▸ **WORK ITEM**: Your copy must start with the line containing "Guideline: the keypoint for each instance of the distant" and end with the last line of the entries, matching them exactly and leaving out every picture.

========

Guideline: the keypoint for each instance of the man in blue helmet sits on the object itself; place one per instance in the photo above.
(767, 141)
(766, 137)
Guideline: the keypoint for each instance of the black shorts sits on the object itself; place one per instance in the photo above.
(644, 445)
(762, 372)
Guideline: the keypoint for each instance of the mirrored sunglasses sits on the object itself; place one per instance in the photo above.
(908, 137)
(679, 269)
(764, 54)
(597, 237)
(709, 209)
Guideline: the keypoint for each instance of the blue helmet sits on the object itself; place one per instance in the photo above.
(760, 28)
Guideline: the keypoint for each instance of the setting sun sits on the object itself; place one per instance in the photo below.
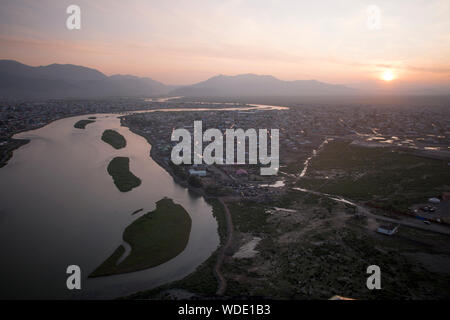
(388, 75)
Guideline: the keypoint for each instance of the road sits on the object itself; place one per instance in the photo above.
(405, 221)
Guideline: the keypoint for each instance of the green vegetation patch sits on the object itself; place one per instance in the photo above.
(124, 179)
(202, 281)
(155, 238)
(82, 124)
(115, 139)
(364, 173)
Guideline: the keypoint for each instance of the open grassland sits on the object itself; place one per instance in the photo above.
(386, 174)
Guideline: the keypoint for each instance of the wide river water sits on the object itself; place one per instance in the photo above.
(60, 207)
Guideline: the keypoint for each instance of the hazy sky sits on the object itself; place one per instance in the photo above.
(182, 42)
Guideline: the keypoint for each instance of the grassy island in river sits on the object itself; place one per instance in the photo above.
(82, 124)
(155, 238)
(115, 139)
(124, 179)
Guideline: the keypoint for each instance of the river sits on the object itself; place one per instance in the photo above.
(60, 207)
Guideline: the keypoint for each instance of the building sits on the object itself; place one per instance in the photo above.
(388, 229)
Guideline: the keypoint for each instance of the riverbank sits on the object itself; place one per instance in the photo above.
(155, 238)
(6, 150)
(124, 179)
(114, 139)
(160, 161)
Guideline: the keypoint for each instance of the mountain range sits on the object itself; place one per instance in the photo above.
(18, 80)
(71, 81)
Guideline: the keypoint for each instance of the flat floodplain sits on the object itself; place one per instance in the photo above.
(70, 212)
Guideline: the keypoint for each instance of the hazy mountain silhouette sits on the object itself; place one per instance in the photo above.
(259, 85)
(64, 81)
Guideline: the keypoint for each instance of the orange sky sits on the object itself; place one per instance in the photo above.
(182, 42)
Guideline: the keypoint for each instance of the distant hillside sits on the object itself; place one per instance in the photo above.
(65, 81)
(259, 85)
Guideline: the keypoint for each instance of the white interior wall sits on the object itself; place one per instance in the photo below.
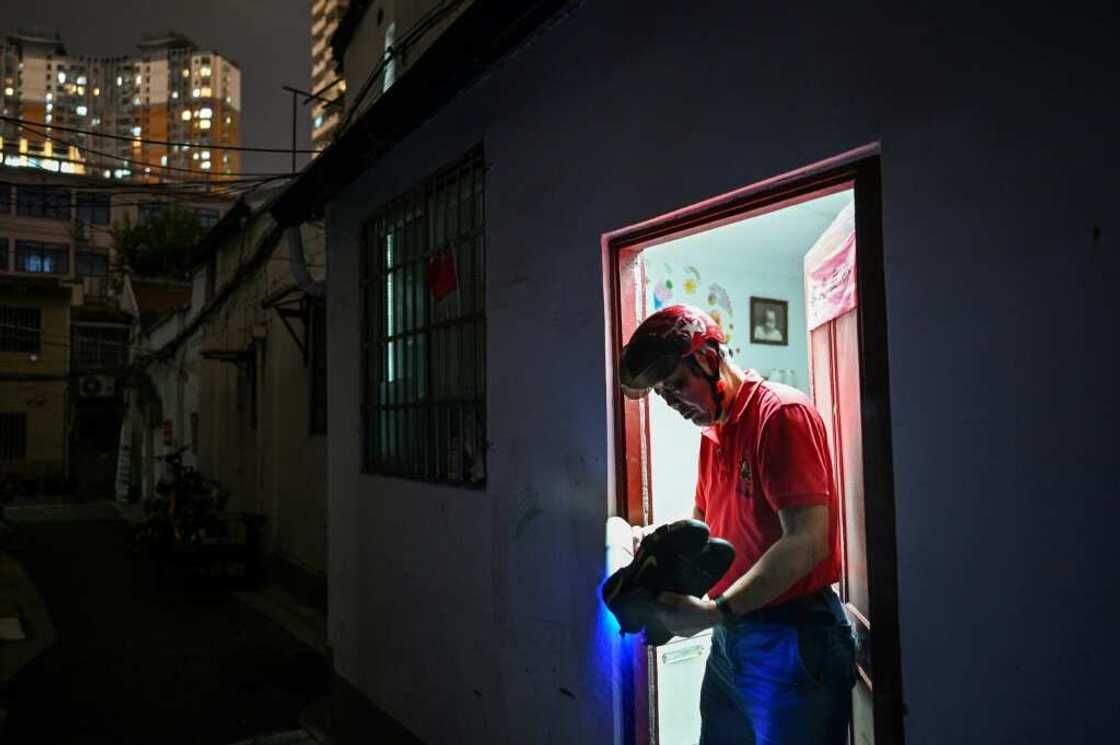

========

▸ **WRITTEN RESPONSE**:
Guideline: the keypoint for each instance of the distant hillside sits on the object itself; place one per instance in the photo above.
(65, 81)
(259, 85)
Guideline: the keypoint for each instance of the white interior wall sits on the object itself; place one per instance in the photo below.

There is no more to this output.